Lieutenant Governor Dan Patrick is a ignorant traitor to the Sovereign State of Texas. Our SCOTUS has no constitutional power in such matters.

Patrick allows another devastating blow to Our Constitution.

It makes no sense that Texas would even care about the SCOTUS opinion on this matter. (Amendment X, Our Constitution)

Texas and all the other States should simply tell the feds how things work.

The States must stand up and act like States. Our States are always superior to the federal government. Our States created Our federal government. The States did not delegate any power to Our federal government concerning women’s safety and health. There is no safety and health clause in Our Constitution!

States must quit pandering to the inferior federal government that they created. Enough is Enough! States must shrink and put Our federal government back in its tiny box as created. (Article. I., Section. 8., of Our Constitution)

Furthermore: “Life, Liberty and the pursuit of Happiness”, INCLUDES BABIES!

LT
LT
8 years ago
Reply to  Thomas Dowling

Amen, sir Thomas Dowling. Amendments IX and X clearly reserve *everything* not explicitly delegated to the Federal Authority to the States, or to the People. (there is, after all, no Federal Authority which is _not_ delegated by and from the hand of the States)
The Federal Government has no power or authority to compel the States or the People directly, whatsoever. It only through our Congress, that the Assembly of States can, *within the ‘box’ of Constitutional constraints*, compel a fellow state to uphold what it has Covenanted with said other states. — The covenant, our Constitution, is clear, concise, and closed. It is not subject to “interpretation”. Period.

The legitimate purposes of the United States Supreme Court, as delegated in our Constitution, are as follows:
The Judicial authority of the Supreme Court shall extend --
1) to all Cases, in Law and Equity, arising under this Constitution, the Laws of the United States, and Treaties made, or which shall be made, under their Authority;
2) to all Cases affecting Ambassadors, other public Ministers, and Consuls;
3) to all Cases of admiralty and maritime Jurisdiction;
4) to Controversies to which the United States shall be a Party;
5) to give Due Process to complaints of one State against another State, Pro-Forma, (as States also have lawful recourse to the Senate to settle differences, both by legislation, and/or proclamation);
6) to make available Due Process to a Person/People of one State, who seek to initiate an action against another State (or a portion of the People thereof), where competent jurisdiction cannot be established in either State’s courts, or
7) between a State, or the Citizens thereof, and foreign States, Citizens or Subjects.

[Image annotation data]
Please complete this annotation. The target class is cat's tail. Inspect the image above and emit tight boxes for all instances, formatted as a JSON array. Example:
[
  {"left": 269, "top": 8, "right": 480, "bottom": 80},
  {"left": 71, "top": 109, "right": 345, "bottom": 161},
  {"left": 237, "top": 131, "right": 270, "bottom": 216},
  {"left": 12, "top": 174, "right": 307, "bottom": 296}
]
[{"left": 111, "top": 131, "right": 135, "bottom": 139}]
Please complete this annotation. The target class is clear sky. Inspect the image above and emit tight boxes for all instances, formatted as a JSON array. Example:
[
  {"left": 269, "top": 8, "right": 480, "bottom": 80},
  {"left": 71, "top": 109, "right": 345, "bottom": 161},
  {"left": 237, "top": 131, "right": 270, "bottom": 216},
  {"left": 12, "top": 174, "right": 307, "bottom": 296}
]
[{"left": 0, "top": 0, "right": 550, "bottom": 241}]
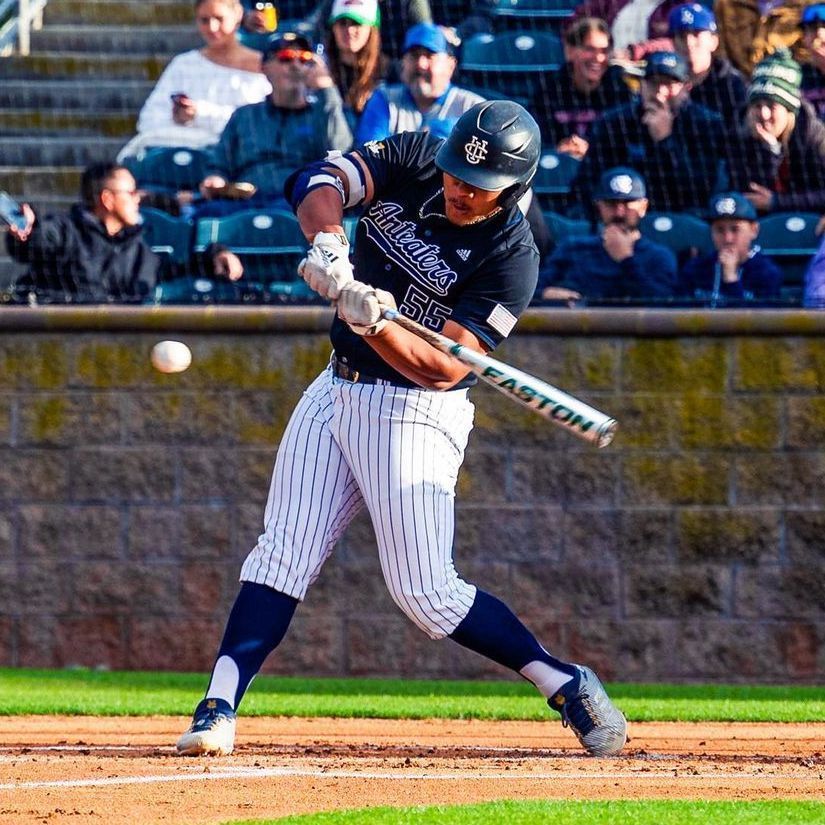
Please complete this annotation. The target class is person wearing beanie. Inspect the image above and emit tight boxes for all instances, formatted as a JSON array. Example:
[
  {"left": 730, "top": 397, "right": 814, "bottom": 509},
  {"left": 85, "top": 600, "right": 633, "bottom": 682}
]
[
  {"left": 668, "top": 3, "right": 747, "bottom": 130},
  {"left": 678, "top": 192, "right": 782, "bottom": 307},
  {"left": 802, "top": 3, "right": 825, "bottom": 120},
  {"left": 713, "top": 0, "right": 811, "bottom": 77},
  {"left": 730, "top": 49, "right": 825, "bottom": 214}
]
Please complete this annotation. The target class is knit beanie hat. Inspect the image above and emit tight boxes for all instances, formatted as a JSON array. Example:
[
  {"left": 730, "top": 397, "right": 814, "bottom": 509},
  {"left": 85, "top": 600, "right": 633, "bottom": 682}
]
[{"left": 748, "top": 48, "right": 802, "bottom": 114}]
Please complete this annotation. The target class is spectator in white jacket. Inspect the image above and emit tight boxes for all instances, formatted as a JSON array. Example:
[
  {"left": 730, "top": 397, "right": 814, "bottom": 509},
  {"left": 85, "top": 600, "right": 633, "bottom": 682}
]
[{"left": 118, "top": 0, "right": 272, "bottom": 160}]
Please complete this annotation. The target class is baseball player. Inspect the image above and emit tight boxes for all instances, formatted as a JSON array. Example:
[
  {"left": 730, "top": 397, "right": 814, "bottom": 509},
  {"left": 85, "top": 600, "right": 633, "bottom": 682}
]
[{"left": 177, "top": 101, "right": 626, "bottom": 756}]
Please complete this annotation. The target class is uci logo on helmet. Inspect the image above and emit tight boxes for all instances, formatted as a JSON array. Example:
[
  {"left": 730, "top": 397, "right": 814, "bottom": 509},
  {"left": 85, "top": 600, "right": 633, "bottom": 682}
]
[{"left": 464, "top": 135, "right": 487, "bottom": 165}]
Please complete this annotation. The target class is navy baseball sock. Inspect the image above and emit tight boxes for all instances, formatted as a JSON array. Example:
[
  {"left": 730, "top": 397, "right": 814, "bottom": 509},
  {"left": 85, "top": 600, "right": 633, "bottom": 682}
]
[
  {"left": 450, "top": 590, "right": 576, "bottom": 698},
  {"left": 206, "top": 582, "right": 298, "bottom": 709}
]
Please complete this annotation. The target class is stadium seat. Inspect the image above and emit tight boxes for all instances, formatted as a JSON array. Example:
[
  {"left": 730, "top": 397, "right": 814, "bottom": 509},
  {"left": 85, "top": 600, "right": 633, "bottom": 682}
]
[
  {"left": 533, "top": 149, "right": 580, "bottom": 212},
  {"left": 140, "top": 207, "right": 193, "bottom": 267},
  {"left": 756, "top": 212, "right": 822, "bottom": 289},
  {"left": 195, "top": 209, "right": 312, "bottom": 286},
  {"left": 123, "top": 146, "right": 208, "bottom": 193},
  {"left": 460, "top": 31, "right": 564, "bottom": 100},
  {"left": 639, "top": 212, "right": 713, "bottom": 266}
]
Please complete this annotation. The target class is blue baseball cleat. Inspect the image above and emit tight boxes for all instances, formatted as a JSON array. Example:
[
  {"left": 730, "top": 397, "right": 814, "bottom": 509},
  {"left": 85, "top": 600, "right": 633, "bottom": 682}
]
[
  {"left": 547, "top": 665, "right": 627, "bottom": 756},
  {"left": 176, "top": 699, "right": 235, "bottom": 756}
]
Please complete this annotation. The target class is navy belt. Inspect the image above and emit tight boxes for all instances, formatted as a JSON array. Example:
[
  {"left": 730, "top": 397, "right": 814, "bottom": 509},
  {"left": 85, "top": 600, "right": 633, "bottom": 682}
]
[{"left": 330, "top": 355, "right": 382, "bottom": 384}]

(WORK TO COMPLETE)
**a)** From the states' rights passage, list every part of the Constitution that is cited by amendment number or by article and section.
**b)** In the listing, write out the stretch from the line that contains "Please complete this annotation. The target class is navy belt." through the end of the listing, substituting "Examine" for "Inspect" and leaving everything else unchanged.

(OUTPUTS FOR THE TASKS)
**a)**
Amendment IX
Amendment X
Article I, Section 8

**b)**
Please complete this annotation. The target class is navy belt. Examine the image above and emit tight boxes for all instances, formatted as a JSON array. Example:
[
  {"left": 730, "top": 397, "right": 814, "bottom": 509},
  {"left": 85, "top": 600, "right": 633, "bottom": 682}
]
[{"left": 330, "top": 355, "right": 382, "bottom": 384}]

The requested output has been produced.